-- Text --
One thing you can’t say about Catherine Bohart is that her material is trite; she’s the bisexual daughter of an Irish Catholic deacon who’s been hospitalised with OCD. You’ll probably only meet a handful in your life. Her show Immaculate can be seen every day at the Pleasance Courtyard at 16.15.
Bohart takes us through each of these labels and explores the intersections between them. There are plenty of laughs to be found in the unique experience of being diagnosed as something many people don’t believe exists and coming out as something many people don’t believe exists.
Another big part of the show is the relationship with her parents, especially with her father, and his struggle to come to terms with her sexuality. Bohart is a gifted storyteller, and we are told how her father went from being raised in a convent where no Christmas presents are allowed to becoming an ally for gay marriage in the most recent referendum, and how this reflects the hastily evolving socio-political landscape of Ireland.

-- Task set --
**A.** For each statement, answer yes or no on whether it agrees with the review of Catherine Bohart's show, and quote the review's deciding words: (i) Immaculate can be seen every day at the Pleasance Courtyard. (ii) Bohart's father was raised in a convent where Christmas presents were allowed. (iii) Bohart's father was an ally for gay marriage in the most recent referendum.
**B.** According to the review of Catherine Bohart's show, at what time is Immaculate performed?
**C.** Write the next few sentences of the review of Catherine Bohart's show, picking up after its final sentence.

-- Given entries --
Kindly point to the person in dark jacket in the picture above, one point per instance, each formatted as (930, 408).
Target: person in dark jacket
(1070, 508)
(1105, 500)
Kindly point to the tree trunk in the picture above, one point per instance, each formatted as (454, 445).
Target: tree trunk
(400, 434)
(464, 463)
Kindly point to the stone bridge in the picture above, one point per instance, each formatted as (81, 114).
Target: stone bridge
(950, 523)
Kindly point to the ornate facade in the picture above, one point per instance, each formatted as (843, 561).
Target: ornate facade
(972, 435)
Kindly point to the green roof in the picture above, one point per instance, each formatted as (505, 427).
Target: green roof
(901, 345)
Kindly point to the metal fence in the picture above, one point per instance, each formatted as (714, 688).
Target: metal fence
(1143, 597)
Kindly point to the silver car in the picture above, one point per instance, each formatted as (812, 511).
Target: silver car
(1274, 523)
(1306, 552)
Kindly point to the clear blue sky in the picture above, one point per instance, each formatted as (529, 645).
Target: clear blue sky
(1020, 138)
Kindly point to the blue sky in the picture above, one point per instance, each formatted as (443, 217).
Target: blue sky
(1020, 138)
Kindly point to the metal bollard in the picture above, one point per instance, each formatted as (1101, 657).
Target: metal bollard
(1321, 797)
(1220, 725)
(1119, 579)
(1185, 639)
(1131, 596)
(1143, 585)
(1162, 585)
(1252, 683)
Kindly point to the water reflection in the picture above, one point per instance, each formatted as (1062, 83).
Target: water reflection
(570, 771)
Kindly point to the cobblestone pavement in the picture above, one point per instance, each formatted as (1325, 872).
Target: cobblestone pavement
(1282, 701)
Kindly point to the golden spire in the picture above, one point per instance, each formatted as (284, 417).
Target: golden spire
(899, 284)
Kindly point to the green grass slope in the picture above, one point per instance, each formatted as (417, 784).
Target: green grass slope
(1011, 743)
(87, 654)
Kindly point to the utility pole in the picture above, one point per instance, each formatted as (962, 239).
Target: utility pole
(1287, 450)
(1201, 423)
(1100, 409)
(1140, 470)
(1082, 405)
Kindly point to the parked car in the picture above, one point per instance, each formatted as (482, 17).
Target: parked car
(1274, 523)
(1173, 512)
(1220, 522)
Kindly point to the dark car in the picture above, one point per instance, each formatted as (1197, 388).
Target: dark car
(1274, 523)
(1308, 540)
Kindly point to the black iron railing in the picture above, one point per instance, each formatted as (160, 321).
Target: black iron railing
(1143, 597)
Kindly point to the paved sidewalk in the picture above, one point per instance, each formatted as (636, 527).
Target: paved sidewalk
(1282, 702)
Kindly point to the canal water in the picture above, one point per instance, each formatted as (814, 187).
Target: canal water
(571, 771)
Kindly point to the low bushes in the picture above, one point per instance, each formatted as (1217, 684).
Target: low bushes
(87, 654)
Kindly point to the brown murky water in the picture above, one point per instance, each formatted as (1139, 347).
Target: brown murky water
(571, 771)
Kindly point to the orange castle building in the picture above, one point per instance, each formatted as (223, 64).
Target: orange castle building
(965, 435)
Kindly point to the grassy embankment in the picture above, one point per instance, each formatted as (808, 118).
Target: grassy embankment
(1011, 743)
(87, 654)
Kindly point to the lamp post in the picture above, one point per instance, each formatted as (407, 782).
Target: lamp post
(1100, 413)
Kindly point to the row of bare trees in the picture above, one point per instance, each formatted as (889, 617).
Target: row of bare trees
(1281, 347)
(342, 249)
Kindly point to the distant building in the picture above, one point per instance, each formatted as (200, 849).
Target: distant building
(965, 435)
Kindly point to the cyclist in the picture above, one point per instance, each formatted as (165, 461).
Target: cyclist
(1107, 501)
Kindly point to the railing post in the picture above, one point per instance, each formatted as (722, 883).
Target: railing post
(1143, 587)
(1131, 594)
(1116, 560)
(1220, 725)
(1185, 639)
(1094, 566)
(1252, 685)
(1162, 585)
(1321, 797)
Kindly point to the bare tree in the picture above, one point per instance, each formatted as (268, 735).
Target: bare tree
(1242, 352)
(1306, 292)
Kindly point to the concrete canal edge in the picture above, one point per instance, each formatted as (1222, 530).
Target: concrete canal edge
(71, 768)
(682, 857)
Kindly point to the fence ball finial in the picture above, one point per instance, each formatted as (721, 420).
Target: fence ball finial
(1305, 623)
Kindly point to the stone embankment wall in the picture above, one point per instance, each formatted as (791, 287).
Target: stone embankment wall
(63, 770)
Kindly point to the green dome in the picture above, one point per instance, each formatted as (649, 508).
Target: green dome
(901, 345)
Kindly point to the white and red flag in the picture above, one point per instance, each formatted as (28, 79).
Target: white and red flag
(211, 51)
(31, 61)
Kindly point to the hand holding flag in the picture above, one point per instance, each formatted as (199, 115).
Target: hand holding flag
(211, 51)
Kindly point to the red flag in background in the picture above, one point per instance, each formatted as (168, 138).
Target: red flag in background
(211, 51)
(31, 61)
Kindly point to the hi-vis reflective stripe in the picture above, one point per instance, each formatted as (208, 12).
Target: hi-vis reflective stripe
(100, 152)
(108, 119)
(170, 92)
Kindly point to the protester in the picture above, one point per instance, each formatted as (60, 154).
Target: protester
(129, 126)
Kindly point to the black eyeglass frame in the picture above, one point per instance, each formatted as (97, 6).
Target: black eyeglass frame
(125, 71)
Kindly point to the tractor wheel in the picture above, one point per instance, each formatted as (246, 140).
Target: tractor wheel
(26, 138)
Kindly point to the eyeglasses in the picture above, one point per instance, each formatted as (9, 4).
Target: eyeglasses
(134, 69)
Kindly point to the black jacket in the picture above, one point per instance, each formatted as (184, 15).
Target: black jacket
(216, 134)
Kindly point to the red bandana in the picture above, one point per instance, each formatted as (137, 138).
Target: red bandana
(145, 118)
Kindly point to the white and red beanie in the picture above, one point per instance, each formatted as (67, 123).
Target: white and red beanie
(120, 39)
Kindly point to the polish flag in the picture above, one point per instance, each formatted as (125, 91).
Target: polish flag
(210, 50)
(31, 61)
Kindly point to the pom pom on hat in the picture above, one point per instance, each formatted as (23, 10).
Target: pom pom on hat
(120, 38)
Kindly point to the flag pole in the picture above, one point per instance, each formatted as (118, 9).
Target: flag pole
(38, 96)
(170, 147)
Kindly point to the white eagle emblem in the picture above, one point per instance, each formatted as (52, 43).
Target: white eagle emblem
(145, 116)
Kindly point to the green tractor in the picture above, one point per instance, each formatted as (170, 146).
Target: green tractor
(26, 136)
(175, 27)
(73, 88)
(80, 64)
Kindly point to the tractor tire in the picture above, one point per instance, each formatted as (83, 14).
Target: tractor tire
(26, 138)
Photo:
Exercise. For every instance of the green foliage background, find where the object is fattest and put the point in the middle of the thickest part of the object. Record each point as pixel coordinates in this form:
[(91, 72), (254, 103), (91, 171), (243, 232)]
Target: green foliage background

-- Per-task answers --
**A.**
(i) Yes: "Her show Immaculate can be seen every day at the Pleasance Courtyard at 16.15."
(ii) No: "raised in a convent where no Christmas presents are allowed"
(iii) Yes: "becoming an ally for gay marriage in the most recent referendum"

**B.** At 16.15.

**C.**
These are not light topics, but Bohart is a charming and self-effacing host, providing us with an honest and unflinching look at her life that is buoyant without being trivialising. Apart from some slightly shaky crowd-work, there is no hint of this being a debut show. The material is very polished (I could make an OCD joke here but I won’t) and confidently delivered.
The material concerning the relationship with her father, whom she thinks the world of and describes as her best friend, provides Immaculate’s strong emotional core. She doesn’t see eye to eye with him on everything – you can add ‘atheist’ to that list of labels as well – but she deeply respects him as a father regardless. The show’s theme of the strength and importance of family is genuinely moving.
The jokes are consistent and there are enough big laughs to keep anyone who is just there for some gags to be entertained. Immaculate is a solid hour of comedy from a promising comedian.